# [What is required]
Recast the rows below as a Markdown table, from the start of the rows through the line containing "(320, 356), (378, 448)", both ends included. Use the columns Number and Line text, skip blank lines, and omit the pictures.

# [Supplied material]
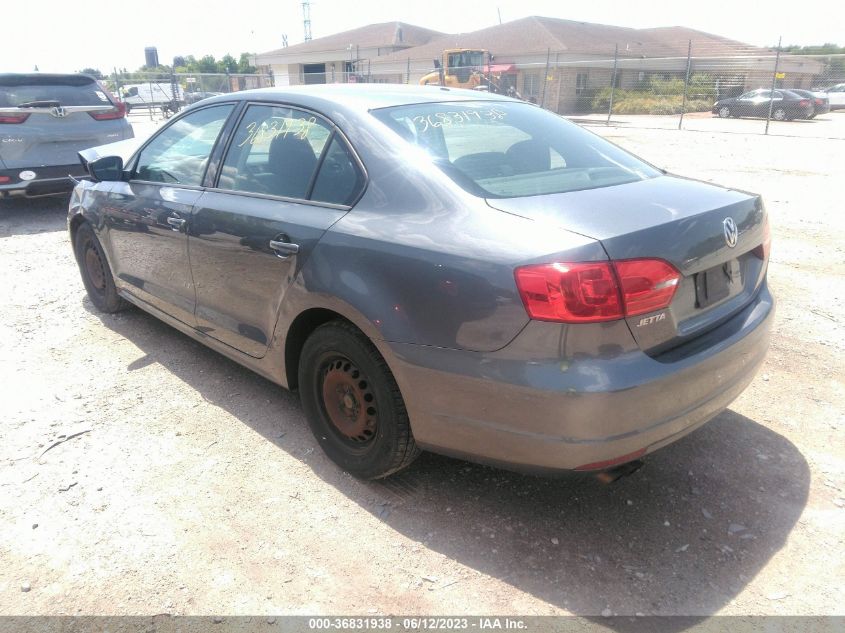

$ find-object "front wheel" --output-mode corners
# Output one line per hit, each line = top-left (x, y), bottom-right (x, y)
(299, 321), (420, 479)
(73, 222), (129, 313)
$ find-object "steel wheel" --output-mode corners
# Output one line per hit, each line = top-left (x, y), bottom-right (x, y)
(297, 320), (420, 479)
(83, 239), (106, 293)
(73, 222), (129, 312)
(320, 356), (378, 448)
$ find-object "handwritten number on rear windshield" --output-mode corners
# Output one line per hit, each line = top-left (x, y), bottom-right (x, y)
(238, 117), (317, 147)
(412, 108), (508, 133)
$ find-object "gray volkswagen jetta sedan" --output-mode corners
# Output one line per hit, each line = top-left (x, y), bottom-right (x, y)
(68, 85), (774, 478)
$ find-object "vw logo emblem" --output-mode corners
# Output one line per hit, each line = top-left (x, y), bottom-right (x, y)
(722, 218), (739, 248)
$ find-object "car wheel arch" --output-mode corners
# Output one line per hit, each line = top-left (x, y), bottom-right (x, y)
(284, 306), (394, 391)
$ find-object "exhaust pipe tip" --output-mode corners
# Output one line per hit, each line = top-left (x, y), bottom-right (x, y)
(595, 459), (645, 484)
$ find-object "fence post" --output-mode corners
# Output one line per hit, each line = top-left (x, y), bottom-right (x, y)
(765, 36), (783, 134)
(605, 44), (619, 125)
(540, 48), (552, 108)
(678, 40), (692, 130)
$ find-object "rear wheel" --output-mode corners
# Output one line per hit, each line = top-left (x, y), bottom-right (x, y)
(299, 321), (420, 479)
(73, 222), (129, 312)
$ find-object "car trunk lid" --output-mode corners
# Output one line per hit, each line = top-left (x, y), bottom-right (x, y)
(487, 176), (766, 354)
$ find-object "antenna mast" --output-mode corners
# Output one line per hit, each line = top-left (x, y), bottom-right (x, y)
(302, 0), (311, 42)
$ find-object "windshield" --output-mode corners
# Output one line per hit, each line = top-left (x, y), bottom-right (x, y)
(373, 101), (660, 198)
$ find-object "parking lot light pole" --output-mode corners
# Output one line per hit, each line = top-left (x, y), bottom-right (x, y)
(605, 44), (619, 125)
(678, 40), (692, 130)
(765, 36), (783, 134)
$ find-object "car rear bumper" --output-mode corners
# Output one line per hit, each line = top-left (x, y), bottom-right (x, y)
(0, 163), (86, 198)
(391, 284), (774, 472)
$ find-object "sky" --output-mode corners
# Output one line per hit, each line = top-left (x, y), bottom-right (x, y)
(0, 0), (845, 72)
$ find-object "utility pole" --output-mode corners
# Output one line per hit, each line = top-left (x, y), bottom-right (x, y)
(765, 36), (783, 134)
(302, 0), (311, 42)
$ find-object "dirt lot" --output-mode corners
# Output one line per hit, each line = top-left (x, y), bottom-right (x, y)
(0, 119), (845, 615)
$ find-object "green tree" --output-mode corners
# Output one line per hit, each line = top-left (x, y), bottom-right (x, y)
(238, 53), (256, 73)
(217, 53), (238, 73)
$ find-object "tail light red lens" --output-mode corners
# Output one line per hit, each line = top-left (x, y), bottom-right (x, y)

# [Written reply]
| Number | Line text |
|---|---|
| 1 | $ find-object "front wheel" --output-mode corners |
| 2 | # Output one line per hit, each line = top-left (x, y), bottom-right (x, y) |
| 3 | (299, 321), (420, 479) |
| 4 | (73, 222), (129, 313) |
| 5 | $ find-object "steel wheel" --output-mode corners |
| 6 | # Output one line per hit, each line = top-left (x, y), bottom-right (x, y) |
| 7 | (297, 320), (420, 479) |
| 8 | (83, 239), (106, 293) |
| 9 | (73, 222), (129, 312) |
| 10 | (320, 356), (378, 448) |